- [Work item] Could you restate all of the entries, word for word?

- [Material provided]
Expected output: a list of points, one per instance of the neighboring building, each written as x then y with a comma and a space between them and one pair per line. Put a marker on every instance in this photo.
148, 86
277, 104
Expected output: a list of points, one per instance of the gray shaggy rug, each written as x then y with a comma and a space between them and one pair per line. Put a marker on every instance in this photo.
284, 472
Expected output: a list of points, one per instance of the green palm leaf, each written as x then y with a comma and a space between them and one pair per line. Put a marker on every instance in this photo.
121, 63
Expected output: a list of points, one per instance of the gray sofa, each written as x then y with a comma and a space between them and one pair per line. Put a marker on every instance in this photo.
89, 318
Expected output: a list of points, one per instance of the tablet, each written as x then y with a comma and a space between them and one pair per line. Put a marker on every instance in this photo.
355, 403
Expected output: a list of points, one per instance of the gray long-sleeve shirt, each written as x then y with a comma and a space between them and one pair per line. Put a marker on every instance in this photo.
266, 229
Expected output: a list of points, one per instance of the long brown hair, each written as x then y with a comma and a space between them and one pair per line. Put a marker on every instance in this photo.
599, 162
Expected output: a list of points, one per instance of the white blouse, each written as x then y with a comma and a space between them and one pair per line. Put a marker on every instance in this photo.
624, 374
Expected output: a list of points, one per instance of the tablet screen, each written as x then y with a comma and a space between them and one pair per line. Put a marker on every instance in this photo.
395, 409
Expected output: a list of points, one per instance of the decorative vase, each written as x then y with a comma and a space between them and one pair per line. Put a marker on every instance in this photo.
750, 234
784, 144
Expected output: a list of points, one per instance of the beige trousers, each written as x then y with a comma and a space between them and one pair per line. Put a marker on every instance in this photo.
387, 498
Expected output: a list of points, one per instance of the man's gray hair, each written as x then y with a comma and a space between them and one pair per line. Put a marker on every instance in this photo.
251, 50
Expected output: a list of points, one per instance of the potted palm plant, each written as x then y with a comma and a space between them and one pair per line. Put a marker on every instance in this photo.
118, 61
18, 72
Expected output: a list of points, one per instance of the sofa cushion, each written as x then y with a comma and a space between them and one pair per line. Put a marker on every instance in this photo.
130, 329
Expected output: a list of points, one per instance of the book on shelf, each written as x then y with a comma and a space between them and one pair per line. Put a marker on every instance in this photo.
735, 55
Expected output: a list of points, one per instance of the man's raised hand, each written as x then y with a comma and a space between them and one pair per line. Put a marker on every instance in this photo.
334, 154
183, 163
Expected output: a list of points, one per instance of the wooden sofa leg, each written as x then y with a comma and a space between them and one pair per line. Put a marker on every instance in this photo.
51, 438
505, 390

- [The completed task]
Expected output: a list of points, one per instance of the neighboring building, each written as x then y with a comma and a space between them and one pair per line. Put a marker on every instance in this photo.
148, 86
277, 104
Expected output: a list of points, one per instance of the gray shaggy rug, each written as x then y with a comma and a space between them and one pair per line. Put a marker on every instance in this photo.
284, 472
Expected output: a list of points, one per instance of the green palm leaf, each written as x then y with a comma and a space between them and one pair per line. Put a marker on every instance in this photo.
121, 63
Expected output: a list of points, one per instance of the gray sofa, each written as x then y with a comma and a space between them and one pair per line. Put a marker on every instance in this photo.
89, 318
Expected output: a list of points, one per instance of the tablet, each written as x then y with a comma and a space between them and one pair per line. Put a marker on every instance in this photo.
355, 403
Expected output: a list of points, one per instance of the gray long-sleeve shirt, each written as x then y with a comma and a space between them and one pair per line. Put a marker on every instance in this photo.
266, 229
Expected output: a list of points, one per instance of the long brown hair, each written as x then y with a comma and a space between them and one pair per line. Put a marker on every instance in this photo.
599, 162
Expected output: a list of points, one per instance of the white blouse, each written as x then y with a comma and a space between them and one pair per line. Put a marker on every instance in this photo.
624, 374
Expected output: a list of points, one per instance of the tablet screen, each written as x then y with a comma and a space between them and one pair per line. Put a marker on every instance in this photo.
395, 409
Expected output: a list of points, one per instance of the decorative vase, each written as x then y with a comma and a space between them and one pair per line. Put a marker on every instance in this photo.
750, 234
784, 144
Expected output: a list of points, one per instance of the beige trousers, each written as x then y with a comma and a space between them and one pair per line. Put a marker on every instance in this photo.
387, 498
Expected output: a list of points, one per instance of the man's gray hair, each written as x then y with a comma and a space between them and one pair per line. Put a marker on every instance in this photo.
251, 50
Expected output: a list of points, one per instance of the potted palm plant, each written as x then y with a comma and a space between them and one pair per line. Put a marker on every instance in this photo.
118, 61
18, 72
Expected output: a list of points, one per instance of the sofa cushion, each written as x then y with a comma and a space between them and one pair per line. Put a marker on every instance in this photo.
130, 329
Expected output: a list of points, one per instance of the book on shelf, each written as x then y with a comma and a space between them and one pair per line. Put a marker on every instance in this photo.
735, 55
Expected output: a list of points, one per instance of the man's raised hand, each written as x then y with a comma and a space between them and one pair per line. Put a marker on every instance in this photo.
334, 154
183, 163
Expected output: a list of points, one per instance of the wooden sofa leg, each written as x then y with a comma and a space between them and one pair per line. Put a marker on every instance in this photo.
51, 438
505, 390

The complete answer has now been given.